## Begin Excerpt

Lecture 0: Boxscore Metrics

Motivation: The Best Shooting Season in the NBA?

Who is the best shooter in the NBA? How do we determine this using data?

In this note, we will practice using functions from the tidyverse suite of packages (especially dplyr) to manipulate tables of NBA box score data. Hopefully, much of the functionality we encounter in this lecture will be familiar to you. But, if you need a high-level refresher, I highly recommend the following resources:

Chapter 3 and Chapter 5 of R for Data Science.
Section 1.9 and Chapter 3 of *Data Science: A First Introduction.

Basic Box Score Statistics

We will use the package hoopR to scrape NBA boxscore data. You should install the package using the code

install.packages("hoopR")

The function hoopr::load_nba_player_box() loads season-level box-score data:

raw_box <-
  hoopR::load_nba_player_box(seasons = 2002:(hoopR::most_recent_nba_season()))

The data table raw_box contains 813246 rows and 57 columns. Checking the column names, we see that there are columns for the numbers of field goals, three point shots, and free throws made and attempted.

colnames(raw_box)

## End Excerpt

## Given exercise A
List every type of shot for which the boxscore lecture says raw_box has columns of attempts and makes.
## Given exercise B
Carry on the boxscore lecture after its final line of code, colnames(raw_box).
You will not need the data that come after this.

## Begin Stored data

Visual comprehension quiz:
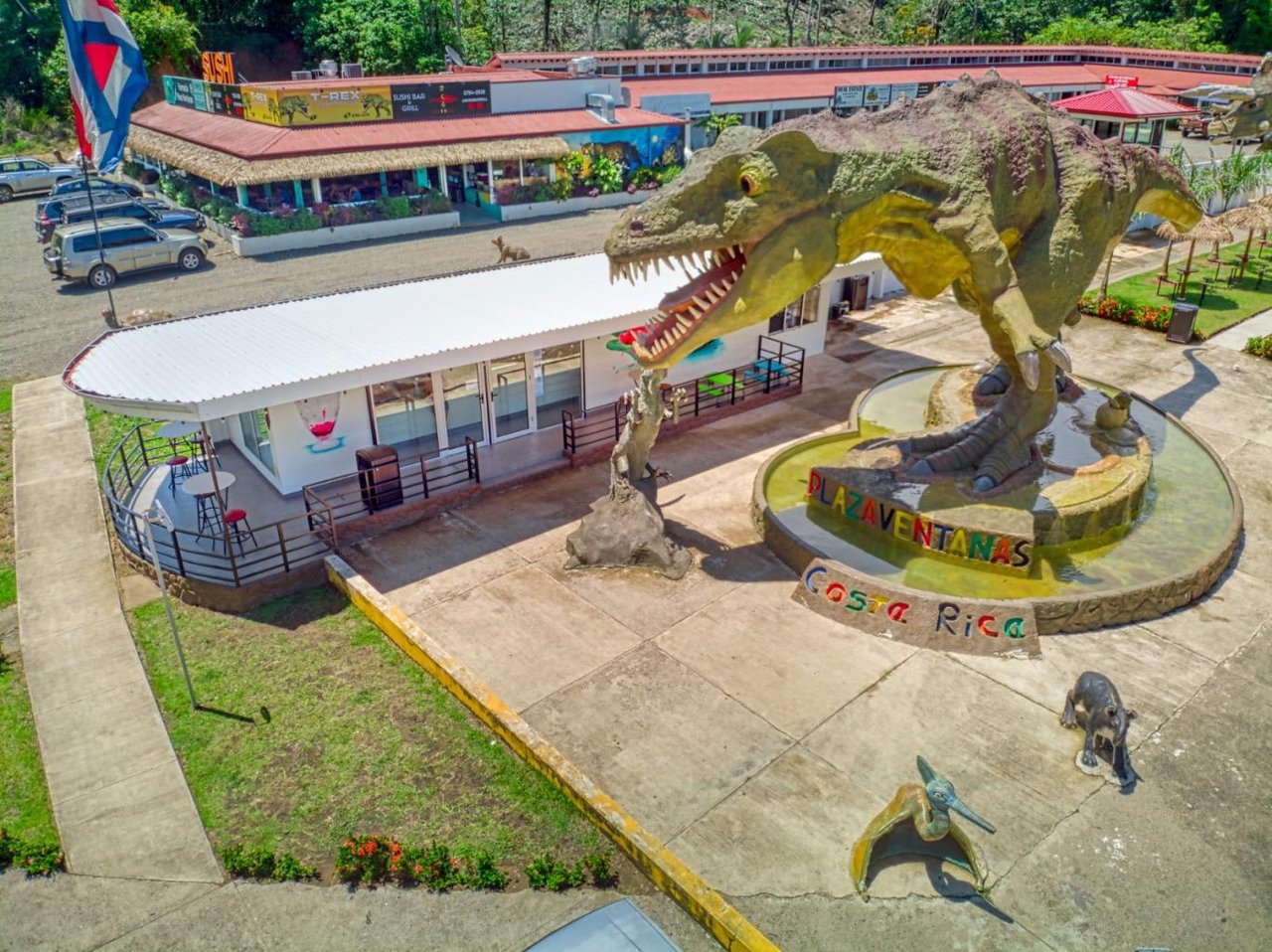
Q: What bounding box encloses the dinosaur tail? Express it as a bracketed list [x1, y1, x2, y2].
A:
[1133, 148, 1204, 232]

## End Stored data

## Task answer A
Field goals, three point shots, free throws

## Task answer B
 [1] "game_id"                           "season"                           
 [3] "season_type"                       "game_date"                        
 [5] "game_date_time"                    "athlete_id"                       
 [7] "athlete_display_name"              "team_id"                          
 [9] "team_name"                         "team_location"                    
[11] "team_short_display_name"           "minutes"                          
[13] "field_goals_made"                  "field_goals_attempted"            
[15] "three_point_field_goals_made"      "three_point_field_goals_attempted"
[17] "free_throws_made"                  "free_throws_attempted"            
[19] "offensive_rebounds"                "defensive_rebounds"               
[21] "rebounds"                          "assists"                          
[23] "steals"                            "blocks"                           
[25] "turnovers"                         "fouls"                            
[27] "plus_minus"                        "points"                           
[29] "starter"                           "ejected"                          
[31] "did_not_play"                      "active"                           
[33] "athlete_jersey"                    "athlete_short_name"               
[35] "athlete_headshot_href"             "athlete_position_name"            
[37] "athlete_position_abbreviation"     "team_display_name"                
[39] "team_uid"                          "team_slug"                        
[41] "team_logo"                         "team_abbreviation"                
[43] "team_color"                        "team_alternate_color"             
[45] "home_away"                         "team_winner"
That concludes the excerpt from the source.